Work required: Leaving the pictures aside, transcribe only and exactly the lines from the one with "Every instance of the rubber" through the end of the entries, both included.
Data START
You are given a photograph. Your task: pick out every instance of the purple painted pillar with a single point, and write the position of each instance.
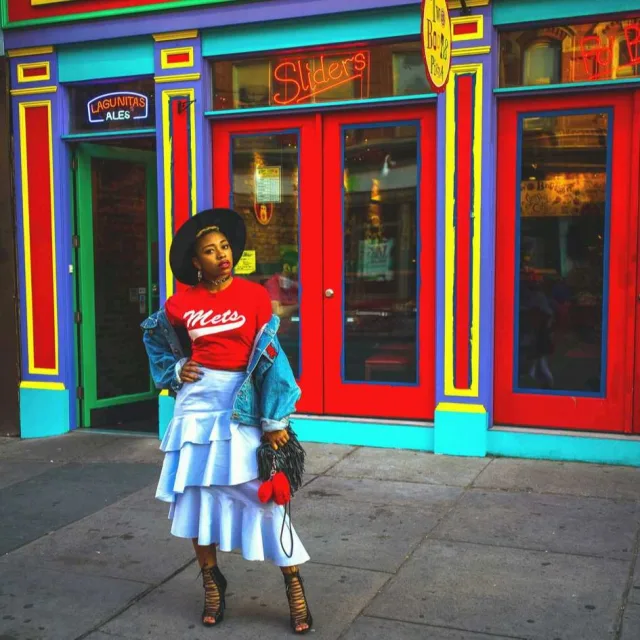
(43, 235)
(184, 150)
(466, 231)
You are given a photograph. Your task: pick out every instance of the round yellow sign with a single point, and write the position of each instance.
(436, 42)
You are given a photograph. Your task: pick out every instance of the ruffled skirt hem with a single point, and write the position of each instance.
(234, 519)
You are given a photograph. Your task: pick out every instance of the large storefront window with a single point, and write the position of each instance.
(562, 253)
(571, 53)
(353, 73)
(380, 275)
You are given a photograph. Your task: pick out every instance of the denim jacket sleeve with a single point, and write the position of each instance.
(276, 386)
(163, 364)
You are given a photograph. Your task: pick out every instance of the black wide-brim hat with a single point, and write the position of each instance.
(182, 252)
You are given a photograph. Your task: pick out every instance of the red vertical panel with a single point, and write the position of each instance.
(612, 412)
(384, 400)
(463, 196)
(181, 164)
(40, 212)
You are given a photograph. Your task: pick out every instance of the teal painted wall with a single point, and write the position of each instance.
(165, 413)
(507, 12)
(107, 59)
(291, 34)
(364, 433)
(461, 433)
(43, 412)
(550, 446)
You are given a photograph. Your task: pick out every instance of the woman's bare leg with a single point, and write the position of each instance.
(207, 556)
(297, 602)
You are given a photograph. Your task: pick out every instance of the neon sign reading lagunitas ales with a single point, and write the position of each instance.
(119, 106)
(300, 80)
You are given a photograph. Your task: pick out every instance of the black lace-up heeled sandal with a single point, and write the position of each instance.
(215, 587)
(298, 606)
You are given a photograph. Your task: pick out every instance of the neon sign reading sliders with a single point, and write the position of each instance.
(302, 82)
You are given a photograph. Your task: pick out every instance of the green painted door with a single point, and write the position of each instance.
(117, 263)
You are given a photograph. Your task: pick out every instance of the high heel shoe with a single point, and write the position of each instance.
(298, 606)
(215, 587)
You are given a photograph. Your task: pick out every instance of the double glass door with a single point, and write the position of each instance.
(566, 263)
(340, 211)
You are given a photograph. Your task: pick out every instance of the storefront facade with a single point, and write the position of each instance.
(418, 309)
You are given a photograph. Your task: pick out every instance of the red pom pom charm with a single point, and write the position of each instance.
(265, 492)
(281, 488)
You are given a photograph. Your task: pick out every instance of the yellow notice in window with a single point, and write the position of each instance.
(246, 264)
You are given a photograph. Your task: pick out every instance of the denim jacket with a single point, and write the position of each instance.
(268, 394)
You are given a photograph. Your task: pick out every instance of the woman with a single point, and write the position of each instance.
(234, 388)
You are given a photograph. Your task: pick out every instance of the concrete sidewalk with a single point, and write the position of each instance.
(404, 545)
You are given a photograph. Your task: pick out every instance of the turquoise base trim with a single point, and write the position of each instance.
(507, 12)
(165, 413)
(44, 412)
(124, 58)
(545, 445)
(366, 434)
(461, 433)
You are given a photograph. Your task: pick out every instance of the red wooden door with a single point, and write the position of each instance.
(270, 170)
(566, 262)
(379, 262)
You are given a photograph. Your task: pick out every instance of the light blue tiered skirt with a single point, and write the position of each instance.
(210, 476)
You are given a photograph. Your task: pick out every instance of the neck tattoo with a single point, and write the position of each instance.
(219, 281)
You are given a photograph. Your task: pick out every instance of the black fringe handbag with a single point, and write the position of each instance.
(281, 472)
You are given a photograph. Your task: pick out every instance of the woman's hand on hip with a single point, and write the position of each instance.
(277, 438)
(190, 372)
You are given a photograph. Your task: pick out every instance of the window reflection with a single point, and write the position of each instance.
(265, 191)
(380, 215)
(561, 258)
(570, 53)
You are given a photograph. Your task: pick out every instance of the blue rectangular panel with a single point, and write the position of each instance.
(43, 412)
(108, 59)
(508, 12)
(310, 32)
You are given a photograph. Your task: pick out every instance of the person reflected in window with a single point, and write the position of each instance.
(536, 322)
(283, 287)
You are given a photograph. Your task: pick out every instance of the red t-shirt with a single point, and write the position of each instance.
(222, 326)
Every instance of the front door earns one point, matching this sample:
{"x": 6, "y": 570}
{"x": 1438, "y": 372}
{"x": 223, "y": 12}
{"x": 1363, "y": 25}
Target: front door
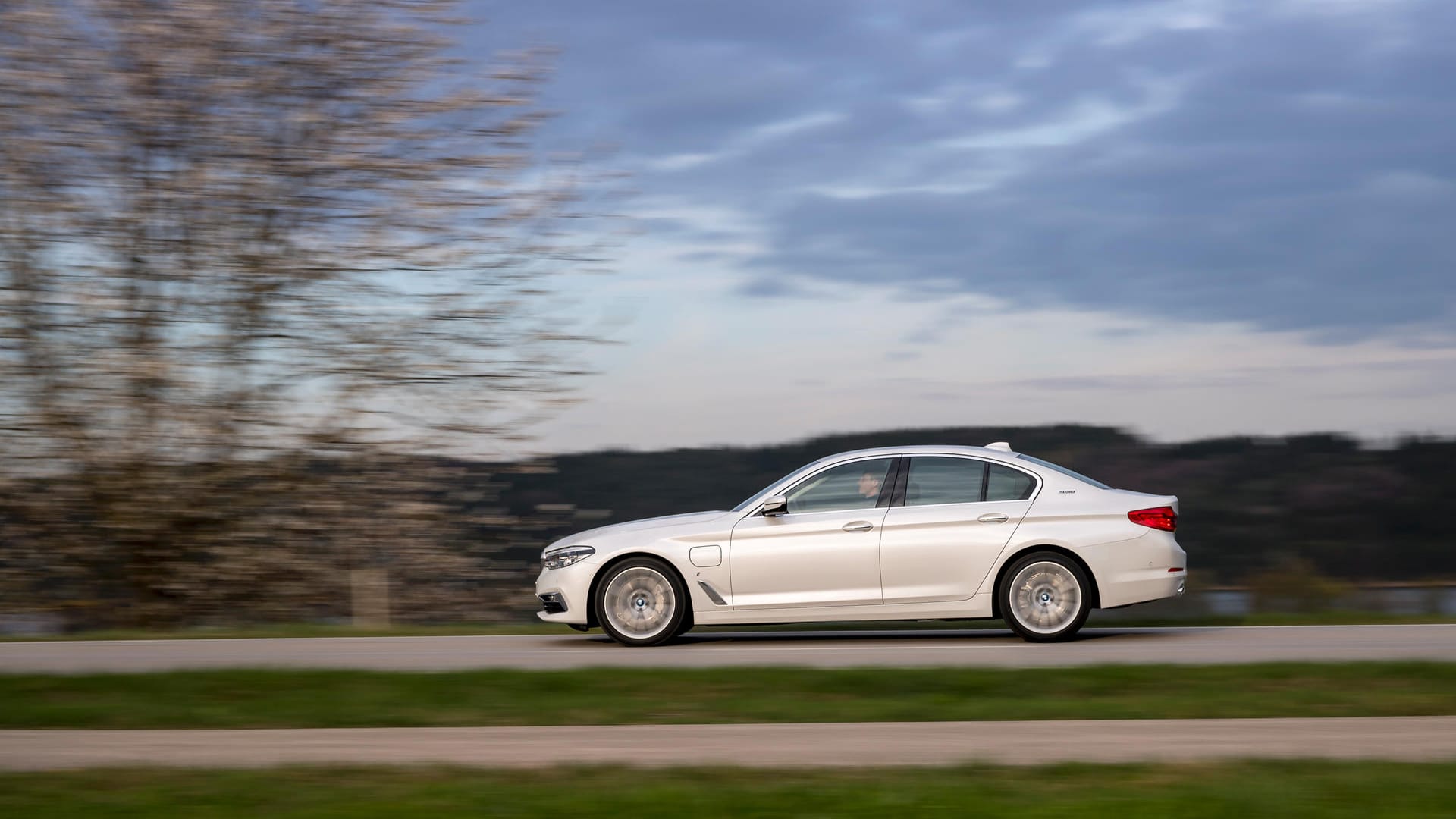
{"x": 824, "y": 551}
{"x": 957, "y": 518}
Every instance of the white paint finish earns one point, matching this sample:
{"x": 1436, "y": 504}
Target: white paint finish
{"x": 707, "y": 557}
{"x": 805, "y": 560}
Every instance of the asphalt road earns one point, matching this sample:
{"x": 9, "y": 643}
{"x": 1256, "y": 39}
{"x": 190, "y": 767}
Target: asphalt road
{"x": 711, "y": 649}
{"x": 755, "y": 745}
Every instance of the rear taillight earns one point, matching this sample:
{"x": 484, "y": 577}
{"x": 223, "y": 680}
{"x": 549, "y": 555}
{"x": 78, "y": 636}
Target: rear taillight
{"x": 1161, "y": 518}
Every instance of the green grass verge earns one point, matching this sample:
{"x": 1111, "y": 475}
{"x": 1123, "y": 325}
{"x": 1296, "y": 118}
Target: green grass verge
{"x": 341, "y": 698}
{"x": 1289, "y": 790}
{"x": 1100, "y": 620}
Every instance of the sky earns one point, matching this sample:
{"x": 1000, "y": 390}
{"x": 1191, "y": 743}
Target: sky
{"x": 1184, "y": 218}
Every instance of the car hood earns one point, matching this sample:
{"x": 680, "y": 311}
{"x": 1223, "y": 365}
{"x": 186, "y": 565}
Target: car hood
{"x": 682, "y": 522}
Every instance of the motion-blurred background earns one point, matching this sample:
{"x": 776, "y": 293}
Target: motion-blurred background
{"x": 341, "y": 311}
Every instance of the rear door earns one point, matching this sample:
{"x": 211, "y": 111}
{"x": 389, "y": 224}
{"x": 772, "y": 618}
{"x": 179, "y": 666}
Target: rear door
{"x": 957, "y": 516}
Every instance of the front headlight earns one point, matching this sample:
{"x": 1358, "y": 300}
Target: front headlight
{"x": 561, "y": 558}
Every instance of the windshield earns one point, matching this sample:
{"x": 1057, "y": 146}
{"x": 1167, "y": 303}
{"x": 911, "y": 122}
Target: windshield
{"x": 1065, "y": 471}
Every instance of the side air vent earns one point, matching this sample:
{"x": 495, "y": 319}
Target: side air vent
{"x": 712, "y": 595}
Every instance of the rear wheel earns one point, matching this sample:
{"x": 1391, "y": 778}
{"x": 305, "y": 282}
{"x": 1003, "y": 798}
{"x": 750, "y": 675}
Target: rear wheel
{"x": 641, "y": 602}
{"x": 1044, "y": 598}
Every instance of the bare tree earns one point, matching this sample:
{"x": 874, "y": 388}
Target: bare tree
{"x": 256, "y": 260}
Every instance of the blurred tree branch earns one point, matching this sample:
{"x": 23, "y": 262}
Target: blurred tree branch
{"x": 253, "y": 256}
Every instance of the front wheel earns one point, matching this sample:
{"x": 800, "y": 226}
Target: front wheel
{"x": 1044, "y": 598}
{"x": 641, "y": 602}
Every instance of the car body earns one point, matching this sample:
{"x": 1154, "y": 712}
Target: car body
{"x": 913, "y": 532}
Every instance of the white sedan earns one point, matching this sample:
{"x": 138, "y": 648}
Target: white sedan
{"x": 915, "y": 532}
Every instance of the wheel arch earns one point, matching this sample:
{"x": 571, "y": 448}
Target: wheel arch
{"x": 1001, "y": 573}
{"x": 606, "y": 567}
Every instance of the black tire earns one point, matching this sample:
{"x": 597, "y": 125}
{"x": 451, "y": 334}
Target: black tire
{"x": 1044, "y": 598}
{"x": 641, "y": 602}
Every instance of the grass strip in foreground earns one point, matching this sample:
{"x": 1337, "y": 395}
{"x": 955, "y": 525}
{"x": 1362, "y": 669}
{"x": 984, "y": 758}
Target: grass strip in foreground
{"x": 346, "y": 698}
{"x": 1291, "y": 790}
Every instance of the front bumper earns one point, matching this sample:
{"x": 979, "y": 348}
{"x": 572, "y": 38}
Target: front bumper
{"x": 565, "y": 594}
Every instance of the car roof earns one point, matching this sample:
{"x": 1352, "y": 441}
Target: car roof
{"x": 922, "y": 449}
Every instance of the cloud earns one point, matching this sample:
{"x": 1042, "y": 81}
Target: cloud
{"x": 1285, "y": 164}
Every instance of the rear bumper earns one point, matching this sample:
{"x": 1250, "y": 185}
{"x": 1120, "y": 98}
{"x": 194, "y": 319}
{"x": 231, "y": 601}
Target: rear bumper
{"x": 1141, "y": 570}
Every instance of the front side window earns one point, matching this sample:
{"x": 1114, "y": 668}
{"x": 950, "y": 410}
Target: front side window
{"x": 944, "y": 480}
{"x": 849, "y": 485}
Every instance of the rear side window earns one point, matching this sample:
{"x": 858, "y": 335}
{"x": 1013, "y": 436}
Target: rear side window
{"x": 944, "y": 480}
{"x": 1003, "y": 483}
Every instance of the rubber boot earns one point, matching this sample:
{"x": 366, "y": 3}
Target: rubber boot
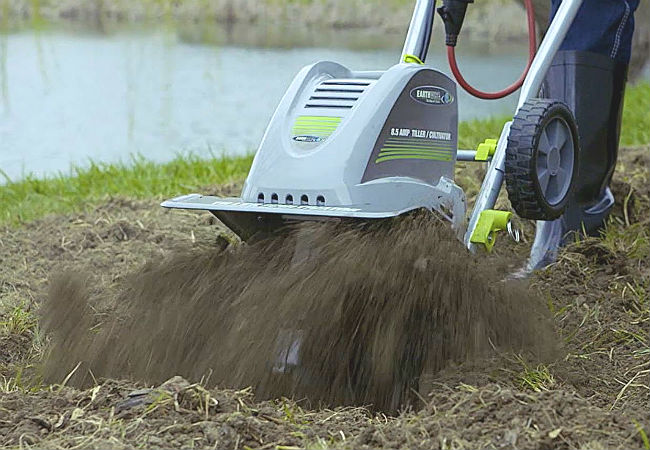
Data END
Worked solution:
Every instance of the rubber boot earns one point, matching this sample:
{"x": 366, "y": 3}
Target: rubber boot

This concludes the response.